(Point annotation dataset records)

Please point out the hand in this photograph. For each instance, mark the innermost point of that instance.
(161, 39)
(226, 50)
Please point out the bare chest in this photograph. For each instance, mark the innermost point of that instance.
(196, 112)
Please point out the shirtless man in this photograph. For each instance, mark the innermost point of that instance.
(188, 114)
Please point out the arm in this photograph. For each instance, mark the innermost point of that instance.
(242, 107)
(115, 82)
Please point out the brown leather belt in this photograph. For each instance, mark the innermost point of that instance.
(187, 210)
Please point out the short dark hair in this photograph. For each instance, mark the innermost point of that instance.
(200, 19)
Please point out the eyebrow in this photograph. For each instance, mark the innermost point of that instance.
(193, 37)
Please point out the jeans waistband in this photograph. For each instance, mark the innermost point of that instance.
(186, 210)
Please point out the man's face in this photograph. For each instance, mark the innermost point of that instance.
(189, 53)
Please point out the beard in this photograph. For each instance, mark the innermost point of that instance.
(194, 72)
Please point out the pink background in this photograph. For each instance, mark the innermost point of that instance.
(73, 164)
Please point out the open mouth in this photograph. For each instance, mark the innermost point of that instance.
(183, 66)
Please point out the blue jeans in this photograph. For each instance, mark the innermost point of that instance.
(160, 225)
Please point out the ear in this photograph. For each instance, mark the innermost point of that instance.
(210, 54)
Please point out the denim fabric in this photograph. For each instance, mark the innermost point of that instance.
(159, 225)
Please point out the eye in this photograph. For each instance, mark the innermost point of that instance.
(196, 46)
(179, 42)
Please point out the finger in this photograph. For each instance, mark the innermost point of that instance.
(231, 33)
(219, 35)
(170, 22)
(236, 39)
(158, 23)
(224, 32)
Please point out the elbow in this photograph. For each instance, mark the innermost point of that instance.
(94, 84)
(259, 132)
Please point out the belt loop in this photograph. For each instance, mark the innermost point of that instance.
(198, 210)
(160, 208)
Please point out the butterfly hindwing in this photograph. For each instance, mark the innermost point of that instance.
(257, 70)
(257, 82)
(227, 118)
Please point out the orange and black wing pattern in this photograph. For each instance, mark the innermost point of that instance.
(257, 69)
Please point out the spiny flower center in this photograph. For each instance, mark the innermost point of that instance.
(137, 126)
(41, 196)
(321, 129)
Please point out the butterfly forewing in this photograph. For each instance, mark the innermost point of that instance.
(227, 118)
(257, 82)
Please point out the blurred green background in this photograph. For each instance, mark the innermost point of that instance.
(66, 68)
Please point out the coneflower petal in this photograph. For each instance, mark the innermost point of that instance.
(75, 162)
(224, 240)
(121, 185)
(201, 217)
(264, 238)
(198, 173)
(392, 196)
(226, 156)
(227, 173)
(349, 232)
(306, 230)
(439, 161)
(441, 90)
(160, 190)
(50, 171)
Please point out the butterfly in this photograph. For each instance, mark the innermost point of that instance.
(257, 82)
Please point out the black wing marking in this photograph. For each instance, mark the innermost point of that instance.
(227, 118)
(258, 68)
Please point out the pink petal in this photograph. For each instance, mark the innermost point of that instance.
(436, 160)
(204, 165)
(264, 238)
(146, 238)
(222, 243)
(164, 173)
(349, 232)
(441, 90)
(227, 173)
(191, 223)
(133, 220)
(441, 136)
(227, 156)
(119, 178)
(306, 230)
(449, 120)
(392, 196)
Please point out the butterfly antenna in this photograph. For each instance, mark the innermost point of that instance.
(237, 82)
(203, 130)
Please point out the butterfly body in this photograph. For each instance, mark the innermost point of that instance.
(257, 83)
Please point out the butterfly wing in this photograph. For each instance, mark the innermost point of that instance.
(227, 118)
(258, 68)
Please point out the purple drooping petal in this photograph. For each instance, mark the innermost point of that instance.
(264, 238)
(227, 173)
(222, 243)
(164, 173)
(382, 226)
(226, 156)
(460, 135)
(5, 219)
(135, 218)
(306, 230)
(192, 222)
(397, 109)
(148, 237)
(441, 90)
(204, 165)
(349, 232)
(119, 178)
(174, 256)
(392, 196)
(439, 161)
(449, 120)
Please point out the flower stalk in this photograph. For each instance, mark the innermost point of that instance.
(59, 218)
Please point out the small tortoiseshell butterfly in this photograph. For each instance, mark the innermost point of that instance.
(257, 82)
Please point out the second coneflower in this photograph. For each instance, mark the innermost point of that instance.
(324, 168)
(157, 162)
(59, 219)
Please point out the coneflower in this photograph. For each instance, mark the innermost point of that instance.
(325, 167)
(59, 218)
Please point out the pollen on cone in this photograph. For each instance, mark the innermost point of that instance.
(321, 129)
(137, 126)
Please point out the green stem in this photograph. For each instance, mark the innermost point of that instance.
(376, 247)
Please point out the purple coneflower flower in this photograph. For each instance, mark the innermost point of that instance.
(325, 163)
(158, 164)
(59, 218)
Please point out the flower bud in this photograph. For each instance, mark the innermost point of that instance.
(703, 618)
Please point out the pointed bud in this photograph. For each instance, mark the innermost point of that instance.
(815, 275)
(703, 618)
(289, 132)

- Problem details:
Reproduce the listing above with every occurrence of "innermost point" changed to "central point" and nothing else altered.

- Solution:
Please point out the hand in this photograph. For each instance, mark the central point of that instance.
(161, 39)
(226, 50)
Please point out the bare chest in this photograph. For each instance, mark the central point of that instance.
(196, 112)
Please point out the shirtless man in this photograph. For each instance, mark the central point of that instance.
(188, 114)
Please point out the arm in this photograph. For each instance, mark the central point of that instance.
(242, 107)
(115, 82)
Please point out the brown leather belt in this photograph. For each instance, mark the central point of that instance.
(187, 210)
Please point out the short dark hair in this photograph. For each instance, mark the central point of that instance.
(200, 19)
Please point out the eyebrow in this photograph. For each instance, mark the central point of that instance.
(193, 37)
Please point out the jeans waistband in this photograph. For each instance, mark the central point of that instance.
(186, 210)
Please point out the man's face in this photograph. For each instance, mark the central point of that instance.
(189, 53)
Please point out the beard in this photograph. For each instance, mark the central point of that instance.
(194, 72)
Please point out the pink background in this photograph. For each instance, mark the central point of that instance.
(73, 164)
Please point out the open mouth in this photograph. For each instance, mark the central point of that instance.
(183, 66)
Please point out the blue jeans in this photograph. For each instance, mark the central point of that instance.
(160, 225)
Please point out the ear in this photograph. For each instance, mark the central point of that instance.
(210, 54)
Please point out the denim fabric in this photograph. For each instance, mark the central point of that instance.
(159, 225)
Please point out the eye in this photograph. For each instance, mark the central point of that instance.
(196, 46)
(179, 42)
Please point out the finger in this photograph. For each instance, mark the central point of that instance.
(231, 33)
(219, 35)
(170, 22)
(236, 39)
(158, 23)
(224, 32)
Please point out the elbow in this photograph. For each instance, mark the central point of that instance.
(94, 84)
(259, 132)
Please point out the belt loop in this photograph. For each instance, mark the central point of that instance.
(198, 210)
(160, 208)
Please point out the butterfly hindwing in this photograph. For each instance, mark the central point of that instance.
(257, 70)
(257, 82)
(227, 118)
Please point out the orange and black wing pattern in this photograph. For each instance, mark the central point of that instance.
(257, 69)
Please point out the spiny flower center in this photograph. For each instance, mark the central point of that instance.
(137, 126)
(41, 196)
(321, 129)
Please point out the butterfly forewing in this photograph. For each instance, mark the central point of that instance.
(227, 118)
(257, 82)
Please point out the blurred green background in this photograph. For each instance, mark the central point of that instance.
(66, 68)
Please point out the coneflower petal in this photograph. For each instance, mark the central point of that instance.
(75, 162)
(224, 240)
(121, 185)
(201, 217)
(264, 238)
(198, 173)
(392, 196)
(226, 156)
(227, 173)
(349, 232)
(306, 230)
(439, 161)
(441, 90)
(160, 190)
(50, 171)
Please point out the butterfly in this photograph. For each instance, mark the central point of that instance.
(257, 82)
Please point out the black wing marking in this photograph. For each instance, mark the central point of that instance.
(227, 118)
(258, 68)
Please point out the pink petal in this photograph. For each instance, mark the central point of that instance.
(436, 160)
(204, 165)
(264, 238)
(146, 238)
(222, 243)
(164, 173)
(349, 232)
(441, 90)
(227, 173)
(191, 223)
(133, 220)
(441, 136)
(227, 156)
(119, 178)
(306, 230)
(449, 120)
(392, 196)
Please point out the butterfly antenna in this photograph. For each instance, mark the central point of that instance.
(237, 82)
(203, 130)
Please point out the butterfly body in this photograph. For each instance, mark the central point of that instance.
(257, 83)
Please point out the butterfly wing in this photograph. For each instance, mark the central point of that instance.
(227, 118)
(258, 68)
Please point out the purple drooping petal in this photograph. For each instance, mark the central point of that instance.
(264, 238)
(227, 173)
(222, 243)
(164, 173)
(382, 226)
(226, 156)
(460, 135)
(5, 219)
(135, 218)
(306, 230)
(192, 222)
(397, 109)
(148, 237)
(441, 90)
(204, 165)
(349, 232)
(119, 178)
(174, 256)
(392, 196)
(439, 161)
(449, 120)
Please point out the flower stalk in this photograph. For each instance, mark the central point of that instance.
(59, 218)
Please point out the small tortoiseshell butterfly in this photograph. For each instance, mark the central point of that instance.
(257, 82)
Please point out the second coneflower in this photograph. For each instance, mark the central point of that instance.
(324, 168)
(157, 162)
(59, 219)
Please point out the coneflower in this photograph. For each instance, mark the central point of that instance.
(325, 167)
(59, 218)
Please point out the pollen on cone in this photograph. For each instance, mark the central point of that instance.
(321, 129)
(137, 126)
Please point out the green stem in this photograph. For each instance, mark the central point of that instance.
(376, 247)
Please point out the purple coneflower flower in this photograph. For each instance, mark the central point of that instance.
(325, 163)
(158, 164)
(59, 218)
Please point out the flower bud in this photograph. For each instance, mark the central point of that instance.
(703, 618)
Please point out the pointed bud in this photograph. For each instance, mark the central point of that instance.
(815, 275)
(703, 618)
(289, 132)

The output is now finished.